Start of Source passage

My goal is to output an organized file from a tuple of geographic data, including new columns with transformations of the data. The input tuple includes the following arrays: lats (latitudes), lons (longitudes), els (elevations), and ts (times in seconds). The rows of the tuples correspond to individual samples of data. I converted this tuple into a dataframe. Now I am looking to add columns to the dataframe using functions I already have written.
The problem is that these functions' arguments use multiple rows of the dataframe in order to work. Example:
def stepsize(lat1, long1, lat2, long2):
I want to add a column of "stepsizes" to my dataframe but that involves referencing both the current row and the previous row of data. How should I do this?
I have tried using df.apply(), passing a lambda function. In order to make that work, I defined local variables to hold previous latitude, longitude, and time:
def newdist_row(row):
if row["time"] < 72889:
rowprevlat = row['latitude']
rowprevlong = row['longitude']
rowprevtime = row['time']
return np.nan
else:
dist = stepsize_feet(row['latitude'], row['longitude'], rowprevlat, rowprevlong)
rowprevlat = row['latitude']
rowprevlong = row['longitude']
rowprevtime = row['time']
return dist
The apply method I wrote:
contents.apply(lambda row: newdist_row(row), axis=1)
This doesn't work due to reference before assignment; I tinkered with it and couldn't get it to work. I also tried loops, down to simply trying to add a new column with the correct "last-row" data, but got a "value is trying to be set on a copy of a slice from a DataFrame" warning.
CodePudding user response:
You can create prev_latitude
and prev_longitude
by doing:
Given df
:
latitude longitude
0 607385 435618
1 430603 435618
2 430603 435618
3 430603 435618
4 519445 435618
Doing:
df[['prev_latitude', 'prev_longitude']] = df[['latitude', 'longitude']].shift()
Output:
latitude longitude prev_latitude prev_longitude
0 607385 435618 <NA> <NA>
1 430603 435618 607385 435618
2 430603 435618 430603 435618
3 430603 435618 430603 435618
4 519445 435618 430603 435618
Now, you should be able to use your existing function:
df.apply(lambda x: stepsize(x.latitude,
x.longitude,
x.prev_latitude,
x.prev_longitude), axis=1)
(after you decided what to do with the first empty row...)
If you're not already using it... you should look into GeoPandas
, you may be re-inventing the wheel. Idk what stepsize means for you, but if it's anything like distance between the two points...
import geopandas as gp
geometry = gp.GeoSeries.from_xy(df.longitude, df.latitude)
df = gp.GeoDataFrame(df, geometry=geometry)
df['distance'] = df.geometry.distance(df.geometry.shift())
Then this does that for you.

End of Source passage
Start of Source material

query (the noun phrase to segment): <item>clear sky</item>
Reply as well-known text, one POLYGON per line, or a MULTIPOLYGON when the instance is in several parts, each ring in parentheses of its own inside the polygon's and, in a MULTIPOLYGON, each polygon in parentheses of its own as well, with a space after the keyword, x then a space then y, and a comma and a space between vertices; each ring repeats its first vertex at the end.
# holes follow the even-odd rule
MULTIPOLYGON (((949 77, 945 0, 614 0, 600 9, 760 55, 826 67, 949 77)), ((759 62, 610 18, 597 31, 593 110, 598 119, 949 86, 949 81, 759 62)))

End of Source material

Stated exercise A :: In the pandas thread, what warning did the asker get when trying loops to add a new column?
Stated exercise B :: Reproduce the pandas thread word for word, beginning at the words that have "My goal is to" and stopping after "should I do this?".
Work only from the pandas thread, not the listing.

Full solution A :: A "value is trying to be set on a copy of a slice from a DataFrame" warning.

Full solution B ::
My goal is to output an organized file from a tuple of geographic data, including new columns with transformations of the data. The input tuple includes the following arrays: lats (latitudes), lons (longitudes), els (elevations), and ts (times in seconds). The rows of the tuples correspond to individual samples of data. I converted this tuple into a dataframe. Now I am looking to add columns to the dataframe using functions I already have written.
The problem is that these functions' arguments use multiple rows of the dataframe in order to work. Example:
def stepsize(lat1, long1, lat2, long2):
I want to add a column of "stepsizes" to my dataframe but that involves referencing both the current row and the previous row of data. How should I do this?